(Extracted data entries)
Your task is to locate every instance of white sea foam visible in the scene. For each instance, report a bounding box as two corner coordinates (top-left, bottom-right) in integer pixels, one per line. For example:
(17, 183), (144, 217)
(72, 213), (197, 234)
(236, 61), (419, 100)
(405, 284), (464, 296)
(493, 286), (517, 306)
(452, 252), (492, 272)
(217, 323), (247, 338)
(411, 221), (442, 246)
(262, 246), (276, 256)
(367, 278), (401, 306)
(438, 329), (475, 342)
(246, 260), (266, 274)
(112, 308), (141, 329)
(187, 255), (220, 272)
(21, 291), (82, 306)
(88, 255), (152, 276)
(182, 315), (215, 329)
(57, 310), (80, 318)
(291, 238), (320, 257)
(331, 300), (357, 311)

#### TASK STATEMENT
Transcribe every one of the records above verbatim, keeping each line, character, and coordinate unchanged.

#### REPLY TO THE EXERCISE
Your task is to locate every instance of white sea foam visible in the scene. For each instance, report a bounding box as two corner coordinates (top-left, bottom-right) in integer pixels, one per line. For example:
(17, 183), (144, 217)
(72, 213), (197, 234)
(236, 61), (419, 100)
(405, 284), (464, 296)
(493, 286), (517, 306)
(452, 252), (492, 272)
(217, 323), (247, 338)
(411, 221), (442, 246)
(262, 246), (276, 256)
(367, 278), (401, 306)
(438, 329), (475, 342)
(246, 260), (266, 274)
(112, 308), (141, 329)
(187, 255), (220, 272)
(21, 291), (82, 306)
(88, 255), (152, 276)
(182, 315), (215, 329)
(57, 310), (80, 318)
(291, 238), (320, 257)
(331, 300), (357, 311)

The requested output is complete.